* BEGIN Input material *

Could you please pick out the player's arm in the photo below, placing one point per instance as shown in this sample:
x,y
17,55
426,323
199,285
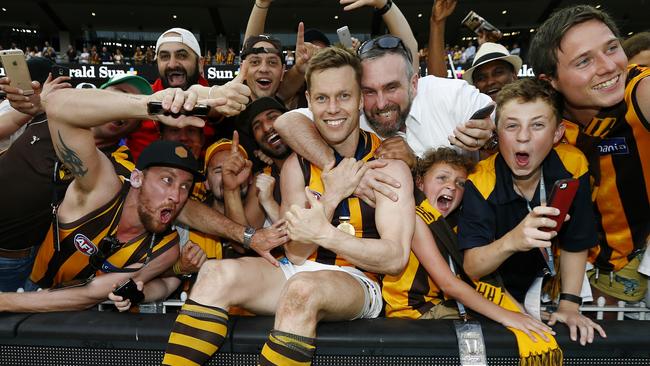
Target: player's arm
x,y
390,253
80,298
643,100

* END Input material *
* BEGIN Input material *

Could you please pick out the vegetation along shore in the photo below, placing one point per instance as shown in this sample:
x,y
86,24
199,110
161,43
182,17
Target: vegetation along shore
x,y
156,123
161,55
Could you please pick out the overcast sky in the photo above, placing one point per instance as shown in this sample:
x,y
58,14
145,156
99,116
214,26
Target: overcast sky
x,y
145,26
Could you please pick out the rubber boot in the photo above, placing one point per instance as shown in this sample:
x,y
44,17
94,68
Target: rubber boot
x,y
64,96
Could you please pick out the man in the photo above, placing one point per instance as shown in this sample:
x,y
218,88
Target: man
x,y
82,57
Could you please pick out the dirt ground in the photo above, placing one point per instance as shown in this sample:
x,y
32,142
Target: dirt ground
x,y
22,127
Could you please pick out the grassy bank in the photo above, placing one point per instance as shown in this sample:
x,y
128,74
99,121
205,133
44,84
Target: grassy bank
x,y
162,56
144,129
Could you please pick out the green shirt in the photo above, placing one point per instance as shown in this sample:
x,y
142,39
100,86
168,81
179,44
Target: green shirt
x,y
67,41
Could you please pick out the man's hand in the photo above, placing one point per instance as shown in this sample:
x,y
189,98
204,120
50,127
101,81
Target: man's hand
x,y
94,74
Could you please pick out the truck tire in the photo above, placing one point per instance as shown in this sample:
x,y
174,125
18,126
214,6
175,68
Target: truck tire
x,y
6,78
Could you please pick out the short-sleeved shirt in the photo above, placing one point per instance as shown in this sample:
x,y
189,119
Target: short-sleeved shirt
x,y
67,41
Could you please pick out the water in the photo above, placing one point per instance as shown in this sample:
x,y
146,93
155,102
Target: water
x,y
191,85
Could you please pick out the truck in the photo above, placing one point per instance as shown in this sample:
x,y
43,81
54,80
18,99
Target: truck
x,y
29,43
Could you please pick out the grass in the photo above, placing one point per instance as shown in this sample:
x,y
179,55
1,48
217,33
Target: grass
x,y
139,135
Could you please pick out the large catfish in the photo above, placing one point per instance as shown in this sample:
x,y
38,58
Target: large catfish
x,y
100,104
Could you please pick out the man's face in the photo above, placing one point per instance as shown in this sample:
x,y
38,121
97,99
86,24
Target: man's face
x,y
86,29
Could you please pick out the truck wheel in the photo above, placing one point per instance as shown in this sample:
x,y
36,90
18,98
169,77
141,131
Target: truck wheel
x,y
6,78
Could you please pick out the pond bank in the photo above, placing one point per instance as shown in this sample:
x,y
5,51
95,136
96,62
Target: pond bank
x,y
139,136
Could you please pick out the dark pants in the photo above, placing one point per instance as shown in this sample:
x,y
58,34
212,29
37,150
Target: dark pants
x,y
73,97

* END Input material *

Copy out every line above that contains the string "sleeved".

Could you please pick out the short-sleeved shirt in the photo above, placing one point per instance as shown in this sample:
Target: short-sleeved shirt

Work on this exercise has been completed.